◆ **SOURCE PASSAGE**
Thirty years ago, the prospects did not look bright. 'Tell me this,' I said to the sage of Robertsbridge, as we were trudging in the Sussex mud. 'Do you really subscribe to the Thirty-nine Articles of Religion?' The famous simian grin split his face. 'Not a single one of them, dear boy,' said he.
'Do you think you might wind up a Catholic?'
'I rather think not.' Lips pursed, hands clasped. I did not believe him, but a man's soul is his own business and an unfathomable mystery, even to himself.
I was there in the role of fervent admirer and disciple. He was, after all, by far the best as well as the most famous journalist of his generation, and exceedingly generous with his time and advice. When my tape-rec
corder broke in the course of an interview, our first, he told me to make it up; he would trust me to get it right.
I had been instructed to bring up the subject of sex and did so, reluctantly. The ferocious critic of loose behaviour, had he not previously been . . . well, generous with his favours, eventually embracing fidelity and chastity perhaps as the consequence of advancing age rather than any Pauline conversion?
'Absolutely, dear boy,' said he, smiling. (His generation really did address you as 'dear boy'. It is a pity it has gone out of fashion.) 'You will find it a blessed relief yourself when the time comes.' (I am still waiting.)

◆ **INFORMATION SUPPLIED**
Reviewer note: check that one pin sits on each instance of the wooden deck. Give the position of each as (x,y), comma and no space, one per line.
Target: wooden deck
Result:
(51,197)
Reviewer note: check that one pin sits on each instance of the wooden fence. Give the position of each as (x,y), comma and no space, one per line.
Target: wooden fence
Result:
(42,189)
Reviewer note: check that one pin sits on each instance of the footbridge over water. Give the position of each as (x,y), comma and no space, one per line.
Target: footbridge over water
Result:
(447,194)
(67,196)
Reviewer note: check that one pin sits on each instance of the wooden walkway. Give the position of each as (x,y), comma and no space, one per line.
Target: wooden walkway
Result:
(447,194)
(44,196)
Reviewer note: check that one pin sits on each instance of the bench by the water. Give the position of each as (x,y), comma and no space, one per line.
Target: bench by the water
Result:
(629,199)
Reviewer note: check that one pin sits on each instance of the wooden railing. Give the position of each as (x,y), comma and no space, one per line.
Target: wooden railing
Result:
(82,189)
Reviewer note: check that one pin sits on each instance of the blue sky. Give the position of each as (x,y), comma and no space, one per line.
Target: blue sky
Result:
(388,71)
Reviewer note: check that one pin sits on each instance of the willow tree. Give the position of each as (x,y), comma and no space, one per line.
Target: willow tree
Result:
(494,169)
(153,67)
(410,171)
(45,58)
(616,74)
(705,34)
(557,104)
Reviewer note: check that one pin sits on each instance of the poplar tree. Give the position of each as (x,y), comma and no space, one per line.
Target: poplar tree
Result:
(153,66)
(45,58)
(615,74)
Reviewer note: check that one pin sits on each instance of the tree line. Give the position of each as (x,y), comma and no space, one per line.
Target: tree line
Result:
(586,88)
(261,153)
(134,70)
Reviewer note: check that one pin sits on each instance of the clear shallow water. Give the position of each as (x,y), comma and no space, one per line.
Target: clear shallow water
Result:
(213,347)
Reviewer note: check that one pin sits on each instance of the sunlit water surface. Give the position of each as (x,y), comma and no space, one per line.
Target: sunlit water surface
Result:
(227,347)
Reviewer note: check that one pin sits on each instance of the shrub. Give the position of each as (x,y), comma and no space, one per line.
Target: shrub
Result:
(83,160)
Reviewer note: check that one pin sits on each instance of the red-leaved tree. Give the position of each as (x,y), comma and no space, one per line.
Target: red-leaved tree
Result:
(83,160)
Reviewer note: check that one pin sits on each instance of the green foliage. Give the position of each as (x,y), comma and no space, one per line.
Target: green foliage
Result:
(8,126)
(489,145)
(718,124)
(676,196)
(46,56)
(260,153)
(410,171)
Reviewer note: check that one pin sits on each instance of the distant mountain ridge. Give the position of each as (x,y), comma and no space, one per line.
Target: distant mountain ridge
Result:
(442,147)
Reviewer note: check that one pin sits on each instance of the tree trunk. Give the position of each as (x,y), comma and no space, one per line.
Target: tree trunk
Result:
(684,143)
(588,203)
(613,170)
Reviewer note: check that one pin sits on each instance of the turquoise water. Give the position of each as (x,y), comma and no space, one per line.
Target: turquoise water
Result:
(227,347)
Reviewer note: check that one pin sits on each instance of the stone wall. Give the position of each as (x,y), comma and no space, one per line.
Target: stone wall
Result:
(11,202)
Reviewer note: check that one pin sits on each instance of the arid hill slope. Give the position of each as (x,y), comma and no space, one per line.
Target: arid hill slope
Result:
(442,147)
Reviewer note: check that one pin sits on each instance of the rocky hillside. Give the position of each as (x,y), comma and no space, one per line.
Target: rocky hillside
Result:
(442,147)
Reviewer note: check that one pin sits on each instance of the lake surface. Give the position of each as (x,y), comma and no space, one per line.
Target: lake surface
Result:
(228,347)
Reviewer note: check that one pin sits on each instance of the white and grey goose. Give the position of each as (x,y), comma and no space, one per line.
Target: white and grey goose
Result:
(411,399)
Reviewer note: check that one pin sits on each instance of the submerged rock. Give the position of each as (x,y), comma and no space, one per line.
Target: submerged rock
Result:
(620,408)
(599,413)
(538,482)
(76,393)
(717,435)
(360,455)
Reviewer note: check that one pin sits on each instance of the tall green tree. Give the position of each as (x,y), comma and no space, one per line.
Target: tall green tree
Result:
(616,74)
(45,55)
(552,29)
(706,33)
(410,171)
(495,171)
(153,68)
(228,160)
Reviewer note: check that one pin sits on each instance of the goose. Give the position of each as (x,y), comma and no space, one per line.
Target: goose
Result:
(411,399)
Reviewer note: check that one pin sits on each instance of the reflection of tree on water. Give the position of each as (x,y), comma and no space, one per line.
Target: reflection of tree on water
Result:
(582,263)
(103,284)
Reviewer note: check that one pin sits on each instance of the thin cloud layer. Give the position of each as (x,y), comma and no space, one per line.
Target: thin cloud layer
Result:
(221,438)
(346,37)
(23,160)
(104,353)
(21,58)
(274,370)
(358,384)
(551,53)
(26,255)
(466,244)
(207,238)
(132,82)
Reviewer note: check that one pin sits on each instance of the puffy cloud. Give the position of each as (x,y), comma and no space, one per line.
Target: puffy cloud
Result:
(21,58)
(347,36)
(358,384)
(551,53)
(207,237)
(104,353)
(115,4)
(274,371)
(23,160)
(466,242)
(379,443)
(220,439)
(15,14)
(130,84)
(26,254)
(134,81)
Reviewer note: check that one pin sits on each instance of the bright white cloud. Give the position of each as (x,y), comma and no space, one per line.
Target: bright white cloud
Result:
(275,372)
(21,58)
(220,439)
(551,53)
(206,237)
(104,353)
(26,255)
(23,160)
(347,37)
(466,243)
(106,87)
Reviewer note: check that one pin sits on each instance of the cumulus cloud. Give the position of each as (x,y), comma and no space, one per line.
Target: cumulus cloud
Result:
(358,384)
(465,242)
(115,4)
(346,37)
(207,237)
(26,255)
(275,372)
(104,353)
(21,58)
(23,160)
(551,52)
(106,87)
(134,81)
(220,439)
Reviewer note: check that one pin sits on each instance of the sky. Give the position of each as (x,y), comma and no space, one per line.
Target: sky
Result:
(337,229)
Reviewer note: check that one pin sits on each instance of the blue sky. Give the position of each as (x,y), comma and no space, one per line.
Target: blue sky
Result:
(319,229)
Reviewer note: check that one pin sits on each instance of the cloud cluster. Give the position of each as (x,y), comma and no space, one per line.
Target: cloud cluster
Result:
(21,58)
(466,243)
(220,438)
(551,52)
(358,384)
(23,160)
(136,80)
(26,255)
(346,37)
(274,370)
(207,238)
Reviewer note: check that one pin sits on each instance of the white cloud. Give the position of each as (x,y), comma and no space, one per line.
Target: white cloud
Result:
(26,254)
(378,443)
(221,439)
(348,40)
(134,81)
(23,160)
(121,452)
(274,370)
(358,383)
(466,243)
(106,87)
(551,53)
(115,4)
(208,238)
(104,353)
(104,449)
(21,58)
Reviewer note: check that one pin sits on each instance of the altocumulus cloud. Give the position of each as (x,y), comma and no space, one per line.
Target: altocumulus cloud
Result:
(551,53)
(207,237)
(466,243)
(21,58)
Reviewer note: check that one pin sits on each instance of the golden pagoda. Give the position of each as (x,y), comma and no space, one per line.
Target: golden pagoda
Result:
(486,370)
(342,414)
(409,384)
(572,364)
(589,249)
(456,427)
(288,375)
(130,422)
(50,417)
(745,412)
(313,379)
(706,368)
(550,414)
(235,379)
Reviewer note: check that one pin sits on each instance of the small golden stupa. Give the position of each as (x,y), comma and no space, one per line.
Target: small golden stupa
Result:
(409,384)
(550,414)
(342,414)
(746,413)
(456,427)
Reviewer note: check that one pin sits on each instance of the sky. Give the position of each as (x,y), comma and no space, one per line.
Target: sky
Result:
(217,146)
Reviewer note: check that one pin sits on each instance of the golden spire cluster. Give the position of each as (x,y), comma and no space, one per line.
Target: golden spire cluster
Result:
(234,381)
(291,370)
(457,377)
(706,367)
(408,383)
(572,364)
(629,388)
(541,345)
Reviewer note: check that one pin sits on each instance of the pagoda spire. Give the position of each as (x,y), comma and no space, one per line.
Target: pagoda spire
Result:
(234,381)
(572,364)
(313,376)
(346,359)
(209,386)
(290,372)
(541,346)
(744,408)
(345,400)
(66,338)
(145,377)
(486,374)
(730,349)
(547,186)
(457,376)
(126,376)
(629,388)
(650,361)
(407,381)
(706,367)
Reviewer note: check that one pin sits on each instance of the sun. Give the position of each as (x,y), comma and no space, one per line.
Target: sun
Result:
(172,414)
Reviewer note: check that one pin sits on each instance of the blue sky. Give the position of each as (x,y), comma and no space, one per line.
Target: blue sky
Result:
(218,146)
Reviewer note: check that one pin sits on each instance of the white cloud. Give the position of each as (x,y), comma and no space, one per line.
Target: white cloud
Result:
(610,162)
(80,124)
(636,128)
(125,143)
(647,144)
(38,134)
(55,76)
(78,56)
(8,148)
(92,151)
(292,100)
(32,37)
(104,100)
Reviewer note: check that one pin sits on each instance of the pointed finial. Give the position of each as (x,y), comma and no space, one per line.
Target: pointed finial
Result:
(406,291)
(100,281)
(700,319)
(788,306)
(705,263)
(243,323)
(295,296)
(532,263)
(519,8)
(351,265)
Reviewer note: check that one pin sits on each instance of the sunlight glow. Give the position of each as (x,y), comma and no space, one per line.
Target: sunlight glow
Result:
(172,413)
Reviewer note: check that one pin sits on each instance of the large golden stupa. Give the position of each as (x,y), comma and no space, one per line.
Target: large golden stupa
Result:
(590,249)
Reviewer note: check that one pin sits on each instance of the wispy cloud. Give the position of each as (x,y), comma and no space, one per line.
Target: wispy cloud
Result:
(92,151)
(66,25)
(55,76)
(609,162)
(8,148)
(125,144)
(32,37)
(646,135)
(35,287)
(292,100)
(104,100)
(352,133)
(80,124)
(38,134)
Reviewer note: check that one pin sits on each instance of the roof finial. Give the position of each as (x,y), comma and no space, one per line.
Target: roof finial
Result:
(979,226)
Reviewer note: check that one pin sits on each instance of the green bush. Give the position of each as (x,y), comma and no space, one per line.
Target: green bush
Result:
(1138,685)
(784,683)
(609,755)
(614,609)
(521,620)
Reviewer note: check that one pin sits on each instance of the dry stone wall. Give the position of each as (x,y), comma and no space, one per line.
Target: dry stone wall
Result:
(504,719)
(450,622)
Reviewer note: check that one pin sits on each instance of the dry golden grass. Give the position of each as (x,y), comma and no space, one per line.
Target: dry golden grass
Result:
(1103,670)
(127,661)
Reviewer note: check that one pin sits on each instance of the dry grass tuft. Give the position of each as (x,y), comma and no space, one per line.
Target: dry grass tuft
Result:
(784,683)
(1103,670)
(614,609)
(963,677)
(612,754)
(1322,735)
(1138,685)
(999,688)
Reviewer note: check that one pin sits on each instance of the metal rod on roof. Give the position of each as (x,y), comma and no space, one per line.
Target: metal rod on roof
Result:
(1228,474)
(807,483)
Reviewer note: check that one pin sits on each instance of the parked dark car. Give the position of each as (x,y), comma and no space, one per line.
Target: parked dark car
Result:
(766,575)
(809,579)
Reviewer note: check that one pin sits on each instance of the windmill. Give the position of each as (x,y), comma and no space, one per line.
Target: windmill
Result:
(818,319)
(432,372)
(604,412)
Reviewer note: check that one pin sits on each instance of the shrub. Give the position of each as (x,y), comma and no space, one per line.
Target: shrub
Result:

◆ **WORK TO BE COMPLETED**
Set down, word for word, the stretch of the passage about the sage of Robertsbridge from "Thirty years ago, the" through "get it right.". The records bear no relation to the passage about the sage of Robertsbridge.

◆ **COMPLETE OUTPUT**
Thirty years ago, the prospects did not look bright. 'Tell me this,' I said to the sage of Robertsbridge, as we were trudging in the Sussex mud. 'Do you really subscribe to the Thirty-nine Articles of Religion?' The famous simian grin split his face. 'Not a single one of them, dear boy,' said he.
'Do you think you might wind up a Catholic?'
'I rather think not.' Lips pursed, hands clasped. I did not believe him, but a man's soul is his own business and an unfathomable mystery, even to himself.
I was there in the role of fervent admirer and disciple. He was, after all, by far the best as well as the most famous journalist of his generation, and exceedingly generous with his time and advice. When my tape-rec
corder broke in the course of an interview, our first, he told me to make it up; he would trust me to get it right.